** Exercise details **
Without the pictures, set down every record below exactly as it reads.

[Start of Attachment]

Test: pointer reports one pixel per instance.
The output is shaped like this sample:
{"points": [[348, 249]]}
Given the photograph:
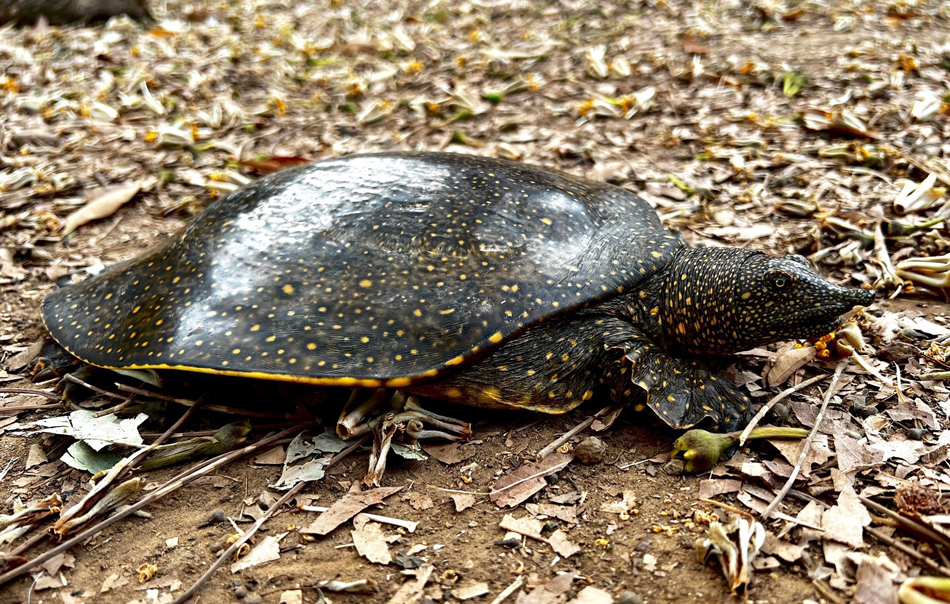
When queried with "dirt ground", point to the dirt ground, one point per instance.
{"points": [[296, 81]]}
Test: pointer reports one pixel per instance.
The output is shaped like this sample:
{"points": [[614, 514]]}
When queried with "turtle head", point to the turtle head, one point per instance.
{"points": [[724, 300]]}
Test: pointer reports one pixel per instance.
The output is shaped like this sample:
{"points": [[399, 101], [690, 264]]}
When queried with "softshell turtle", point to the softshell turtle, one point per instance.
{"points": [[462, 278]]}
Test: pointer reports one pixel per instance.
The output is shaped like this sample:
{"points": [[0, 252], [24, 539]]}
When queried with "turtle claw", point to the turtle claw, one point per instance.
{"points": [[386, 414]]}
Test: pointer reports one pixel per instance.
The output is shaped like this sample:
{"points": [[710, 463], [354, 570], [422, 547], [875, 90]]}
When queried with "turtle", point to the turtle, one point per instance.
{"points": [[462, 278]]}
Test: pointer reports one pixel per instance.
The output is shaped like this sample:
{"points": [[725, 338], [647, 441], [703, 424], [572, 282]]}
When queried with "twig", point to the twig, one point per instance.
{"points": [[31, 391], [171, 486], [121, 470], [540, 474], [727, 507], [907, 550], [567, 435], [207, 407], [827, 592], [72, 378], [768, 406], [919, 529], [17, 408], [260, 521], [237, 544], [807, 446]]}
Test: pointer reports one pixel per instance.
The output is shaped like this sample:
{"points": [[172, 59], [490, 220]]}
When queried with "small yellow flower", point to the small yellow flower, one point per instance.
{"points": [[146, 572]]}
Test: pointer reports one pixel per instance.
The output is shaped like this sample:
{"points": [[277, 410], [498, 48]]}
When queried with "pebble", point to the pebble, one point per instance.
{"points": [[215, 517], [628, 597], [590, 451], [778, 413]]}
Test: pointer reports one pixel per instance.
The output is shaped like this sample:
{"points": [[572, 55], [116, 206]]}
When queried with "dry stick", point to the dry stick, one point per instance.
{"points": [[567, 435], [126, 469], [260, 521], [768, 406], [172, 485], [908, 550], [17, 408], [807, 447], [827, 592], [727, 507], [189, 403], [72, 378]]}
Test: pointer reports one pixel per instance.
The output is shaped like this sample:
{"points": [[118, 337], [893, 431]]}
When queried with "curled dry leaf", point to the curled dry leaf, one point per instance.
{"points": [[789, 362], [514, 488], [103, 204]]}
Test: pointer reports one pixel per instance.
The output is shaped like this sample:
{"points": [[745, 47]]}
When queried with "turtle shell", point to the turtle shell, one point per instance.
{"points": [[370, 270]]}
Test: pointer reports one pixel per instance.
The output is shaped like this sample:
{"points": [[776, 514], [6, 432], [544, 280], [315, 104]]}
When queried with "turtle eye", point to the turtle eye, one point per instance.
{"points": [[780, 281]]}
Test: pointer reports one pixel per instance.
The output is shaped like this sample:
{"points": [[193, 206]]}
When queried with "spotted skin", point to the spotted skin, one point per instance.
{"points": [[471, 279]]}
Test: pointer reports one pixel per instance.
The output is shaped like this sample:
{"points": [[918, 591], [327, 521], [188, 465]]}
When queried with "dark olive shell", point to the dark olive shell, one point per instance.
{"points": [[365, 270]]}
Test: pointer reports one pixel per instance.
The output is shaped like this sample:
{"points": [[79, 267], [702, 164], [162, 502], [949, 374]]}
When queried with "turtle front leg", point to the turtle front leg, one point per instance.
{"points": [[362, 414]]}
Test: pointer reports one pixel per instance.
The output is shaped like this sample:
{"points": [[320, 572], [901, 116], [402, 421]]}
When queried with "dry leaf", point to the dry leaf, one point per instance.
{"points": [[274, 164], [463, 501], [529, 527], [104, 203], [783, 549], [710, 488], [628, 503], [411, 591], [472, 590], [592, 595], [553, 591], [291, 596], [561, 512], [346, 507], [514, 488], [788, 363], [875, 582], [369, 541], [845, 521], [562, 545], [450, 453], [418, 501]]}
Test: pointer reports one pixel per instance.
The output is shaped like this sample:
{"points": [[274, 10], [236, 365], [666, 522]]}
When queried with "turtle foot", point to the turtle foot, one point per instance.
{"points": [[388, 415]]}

[End of Attachment]

** Result for this task **
Test: pointer reports one pixel per instance.
The output is shaped like this sample:
{"points": [[348, 249]]}
Given the photograph:
When queried with "dirt ground", point to the dirt ground, one point per instance.
{"points": [[296, 81]]}
Test: pointer reports one pixel per instance.
The output is shaped like this sample:
{"points": [[614, 514]]}
When queried with "turtle head", point to the turtle head, one point per instance.
{"points": [[724, 300]]}
Test: pointer reports one pixel per instance.
The output is shaped like this sample:
{"points": [[399, 101], [690, 264]]}
When queried with "softshell turtle", point to the softshell turtle, one point per instance.
{"points": [[462, 278]]}
Test: pointer reports one pixel per instance.
The output is shaped like this sample:
{"points": [[0, 252], [24, 539]]}
When queried with "turtle claw", point to the turtle claw, one point per instance.
{"points": [[386, 414]]}
Test: pointer reports one pixel per instance.
The output is shaped like this sample:
{"points": [[710, 463], [354, 570], [422, 547], [875, 90]]}
When queried with "turtle", point to the turtle, one point per instance.
{"points": [[462, 278]]}
Test: pointer reports one pixel per instance.
The output is shaped like this sample:
{"points": [[725, 338], [647, 441], [703, 424], [572, 282]]}
When queried with "twig", point to the twig, one point per instance.
{"points": [[31, 391], [171, 486], [121, 470], [540, 474], [727, 507], [907, 550], [567, 435], [207, 407], [827, 592], [72, 378], [768, 406], [919, 529], [17, 408], [260, 521], [237, 544], [807, 446]]}
Test: pointer reports one pixel per instance.
The output is shaped like this sample:
{"points": [[172, 59], [490, 220]]}
When queried with "small yellow flower", point to the small yellow flower, one point per instance.
{"points": [[146, 572]]}
Test: pointer reports one pixel per instance.
The output is shaped like this sample:
{"points": [[277, 410], [498, 48]]}
When queried with "pebble", point to the pebble, one point per instance.
{"points": [[215, 517], [628, 597], [590, 451], [778, 413]]}
Test: pointer reports one pixel per instance.
The output is shaped like this sample:
{"points": [[572, 55], [116, 206]]}
When queried with "dry stick", point to the dry stick, one point per instance.
{"points": [[567, 435], [126, 469], [260, 521], [768, 406], [172, 485], [908, 550], [17, 408], [807, 447], [827, 592], [727, 507], [189, 403], [72, 378]]}
Test: pointer reports one pixel per instance.
The output is shaped like this sample:
{"points": [[118, 337], [893, 431]]}
When queried with "curled dry leaf", point to the curled dry leaf, one point per instance.
{"points": [[789, 362], [514, 488], [103, 204]]}
Test: pointer reports one pixel per instance.
The output is shaped like this sample:
{"points": [[745, 47]]}
When queried with "turtle shell", point to the turtle shell, one point per instance.
{"points": [[370, 270]]}
Test: pointer reports one pixel per instance.
The output is shaped like this sample:
{"points": [[776, 514], [6, 432], [544, 280], [315, 104]]}
When queried with "turtle eye", point to the turtle eye, one point per instance.
{"points": [[780, 281]]}
Test: pointer reports one pixel per instance.
The output is shaped like this sample:
{"points": [[193, 206]]}
When queried with "spotted skin", point to the spotted skin, one point per instance.
{"points": [[471, 279]]}
Test: pointer reports one pixel per instance.
The output is shaped like this sample:
{"points": [[918, 591], [327, 521], [188, 465]]}
When queried with "dark olive shell", point to the dark olive shell, one point per instance.
{"points": [[365, 270]]}
Test: pointer reports one pixel per instance.
The output is shaped like this sample:
{"points": [[79, 267], [702, 164], [162, 502], [949, 374]]}
When queried with "turtle front leg", point to the turtle front leg, one point per instance.
{"points": [[362, 414]]}
Test: pointer reports one pixel per instance.
The output is shaped like this sample:
{"points": [[320, 572], [901, 116], [402, 421]]}
When queried with "dry leaf", point to the dry leaf, one point per instance.
{"points": [[274, 164], [463, 501], [529, 527], [104, 203], [783, 549], [710, 488], [628, 503], [411, 591], [472, 590], [592, 595], [553, 591], [291, 596], [561, 512], [346, 507], [514, 488], [788, 363], [875, 582], [369, 541], [845, 521], [562, 545], [450, 453], [418, 501]]}
Test: pointer reports one pixel per instance.
The output is shaped like this sample:
{"points": [[274, 10], [236, 365], [666, 522]]}
When queried with "turtle foot", point to the turtle foot, one point per instance.
{"points": [[388, 415]]}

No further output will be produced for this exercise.